%%
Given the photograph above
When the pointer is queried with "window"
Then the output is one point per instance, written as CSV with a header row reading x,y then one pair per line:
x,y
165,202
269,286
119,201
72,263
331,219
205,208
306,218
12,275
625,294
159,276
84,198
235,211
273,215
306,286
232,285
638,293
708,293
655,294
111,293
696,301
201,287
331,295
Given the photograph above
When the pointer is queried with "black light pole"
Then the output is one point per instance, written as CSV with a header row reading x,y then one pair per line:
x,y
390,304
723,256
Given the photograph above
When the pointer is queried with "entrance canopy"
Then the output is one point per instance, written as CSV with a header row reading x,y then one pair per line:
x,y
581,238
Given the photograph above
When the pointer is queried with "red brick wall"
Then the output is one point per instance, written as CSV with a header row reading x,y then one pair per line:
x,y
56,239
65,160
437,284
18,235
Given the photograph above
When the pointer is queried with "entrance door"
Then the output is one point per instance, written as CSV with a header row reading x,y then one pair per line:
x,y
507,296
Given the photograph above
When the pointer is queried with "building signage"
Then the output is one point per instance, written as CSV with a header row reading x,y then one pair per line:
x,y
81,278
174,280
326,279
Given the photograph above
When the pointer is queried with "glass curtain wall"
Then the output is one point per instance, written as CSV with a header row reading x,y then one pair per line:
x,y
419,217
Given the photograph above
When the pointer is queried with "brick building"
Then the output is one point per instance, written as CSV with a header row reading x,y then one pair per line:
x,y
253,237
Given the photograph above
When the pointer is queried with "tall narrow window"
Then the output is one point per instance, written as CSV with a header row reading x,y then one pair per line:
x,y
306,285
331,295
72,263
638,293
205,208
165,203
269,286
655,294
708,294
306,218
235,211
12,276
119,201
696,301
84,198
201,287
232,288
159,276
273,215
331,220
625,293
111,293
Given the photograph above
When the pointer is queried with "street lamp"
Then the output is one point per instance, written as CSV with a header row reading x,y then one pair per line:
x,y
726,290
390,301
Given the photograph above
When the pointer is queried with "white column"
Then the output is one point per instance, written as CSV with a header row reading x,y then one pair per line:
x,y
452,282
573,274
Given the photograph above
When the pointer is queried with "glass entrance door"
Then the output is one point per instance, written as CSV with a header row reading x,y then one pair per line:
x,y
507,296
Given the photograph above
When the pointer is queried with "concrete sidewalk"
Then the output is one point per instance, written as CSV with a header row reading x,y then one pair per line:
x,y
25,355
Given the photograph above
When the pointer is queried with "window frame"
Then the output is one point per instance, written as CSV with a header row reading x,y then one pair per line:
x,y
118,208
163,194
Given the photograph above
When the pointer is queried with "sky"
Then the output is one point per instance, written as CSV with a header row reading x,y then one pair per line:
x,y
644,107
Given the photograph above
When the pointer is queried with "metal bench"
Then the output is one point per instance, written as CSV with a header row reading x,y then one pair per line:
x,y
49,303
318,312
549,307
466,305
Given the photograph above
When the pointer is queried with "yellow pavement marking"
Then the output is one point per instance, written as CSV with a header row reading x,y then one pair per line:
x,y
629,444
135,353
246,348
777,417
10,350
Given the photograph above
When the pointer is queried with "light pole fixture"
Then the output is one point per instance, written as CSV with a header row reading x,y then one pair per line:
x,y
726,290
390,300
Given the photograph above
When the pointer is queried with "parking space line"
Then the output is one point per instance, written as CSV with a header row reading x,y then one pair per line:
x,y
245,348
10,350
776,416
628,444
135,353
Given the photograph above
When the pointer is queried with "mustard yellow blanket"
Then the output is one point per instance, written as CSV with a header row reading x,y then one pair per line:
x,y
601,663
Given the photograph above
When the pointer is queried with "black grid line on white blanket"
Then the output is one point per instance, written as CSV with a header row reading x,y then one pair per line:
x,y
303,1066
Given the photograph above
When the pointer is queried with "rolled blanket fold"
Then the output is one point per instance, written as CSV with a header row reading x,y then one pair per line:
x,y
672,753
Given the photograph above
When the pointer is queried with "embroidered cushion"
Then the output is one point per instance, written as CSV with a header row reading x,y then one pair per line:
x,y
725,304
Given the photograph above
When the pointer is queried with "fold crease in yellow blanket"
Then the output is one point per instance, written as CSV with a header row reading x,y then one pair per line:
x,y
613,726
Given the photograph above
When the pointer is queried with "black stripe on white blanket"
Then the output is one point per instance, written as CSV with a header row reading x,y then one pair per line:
%%
TASK DETAILS:
Please reproduce each record precisely as written.

ANSWER TO THIS PROBLEM:
Given the photograph above
When the pointer is queried with "window"
Then the output is one point per instance, written as CSV with a header row reading x,y then one pair per line:
x,y
165,202
269,286
119,201
72,263
331,219
205,208
306,218
12,275
625,294
159,276
84,198
235,211
273,215
306,286
232,285
638,293
708,293
655,294
111,293
696,301
201,287
331,295
Given the photograph above
When the pointer is queried with "black light pole"
Then the output is one point per instance, written as CSV with a header row reading x,y then one pair per line:
x,y
390,304
723,256
Given the photograph above
When the pointer is queried with "entrance canopy"
Then the output is one point per instance, written as CSV with a header row reading x,y then one pair per line:
x,y
581,238
Given the photograph above
When the pointer is queried with "red brick wall"
Then the output is one point per instance, written as CSV with a header row reading x,y then one pair per line:
x,y
56,239
65,160
437,284
18,235
Given the photograph above
When the pointer is queried with "entrance door"
Then the output is one point per instance, written as CSV with a header row reading x,y then one pair per line:
x,y
507,296
Given the photograph above
When the pointer is queried with "building signage"
Then the output is one point per instance, written as CSV with a header row reading x,y then one pair per line:
x,y
81,278
174,280
326,279
Given the photograph above
When the pointer is queried with "glass curtain wall"
Then the output is one point per instance, written as CSV with a header row reading x,y then one pair per line:
x,y
419,217
Given the photograph above
When the pointer is queried with "brick building"
Then the output is one point per instance, written as CSV with a header row reading x,y then one pair per line:
x,y
253,237
Given the photograph above
When the pointer is queried with "tall narrow window"
Then the output is one point per instance, written as CSV with a header row reading x,y then one pair per line:
x,y
306,285
331,295
72,263
638,293
205,208
165,203
269,286
655,294
708,294
306,218
235,211
12,276
119,201
696,301
84,198
201,287
232,288
159,276
273,215
331,220
625,293
111,293
Given the photograph above
When the pointer is queried with "street lamp"
Then the output is one point per instance, written as CSV with a header row reading x,y then one pair per line:
x,y
726,290
390,301
Given the photograph above
When the pointer is queried with "white column"
Then the output is one point per instance, written as CSV with a header row reading x,y then one pair per line:
x,y
452,282
573,274
Given the photograph above
When the pointer is queried with "glass entrance door"
Then the output is one point per instance, written as CSV with a header row reading x,y then one pair per line:
x,y
507,296
Given the photograph above
When the pointer is queried with "concrete sidewalk"
Then the output is one point per instance, written as CSV with a header row reading x,y then one pair per line:
x,y
25,355
Given the photograph above
When the pointer is queried with "window frame"
Then the output is one point per instance, written as CSV with a header row reading x,y then one pair per line:
x,y
118,208
163,194
Given the photograph above
When the pointer is queried with "sky"
Then the output is one point per instance, written as CSV with a header row reading x,y then one pair per line:
x,y
644,107
Given the photograph above
When the pointer is queried with "metal bench"
Then the output is one point per instance, written as CSV with a header row reading x,y then one pair per line:
x,y
49,303
318,312
549,307
466,305
Given the photograph above
When the pointer is queried with "yellow pavement marking"
Then the output is one point per instance, written as CSV with a header row reading x,y then one pair per line:
x,y
629,444
135,353
246,348
777,417
10,350
Given the photograph above
When the pointer is queried with "light pole fixture"
Then the output is one point per instance, written as CSV with a header row reading x,y then one pair per line:
x,y
726,290
390,300
Given the photograph above
When the pointer is queried with "parking space line"
Then the output is one point per instance, written as CSV with a header row reading x,y then one pair per line:
x,y
245,348
10,350
776,416
628,444
135,353
Given the photograph above
When the pointer is queried with "mustard yellow blanket"
Then the output is one point per instance, written as CSV with a header row reading x,y then one pair per line:
x,y
601,663
Given the photograph above
When the pointer is queried with "black grid line on white blanket"
Then the output is one point per instance, written as CSV with a header row reading x,y then one pair per line:
x,y
303,1066
Given the photograph above
When the pointer is queried with "rolled blanket fold"
Then the output is one point per instance, written as CSV with a header row reading x,y then one pair per line:
x,y
672,753
Given the photograph above
When the pointer is queried with "embroidered cushion"
Then the output is one point per instance, written as CSV with a header row reading x,y then one pair per line:
x,y
725,304
Given the photograph above
When the pointer is queried with "fold crease in yellow blanket"
Then the output is one point per instance, written as CSV with a header row reading x,y then one pair per line:
x,y
613,726
Given the photograph above
When the pointer is queried with "black stripe on white blanket"
Then the output is one point per instance, written as CSV with a header row reading x,y then one pair per line:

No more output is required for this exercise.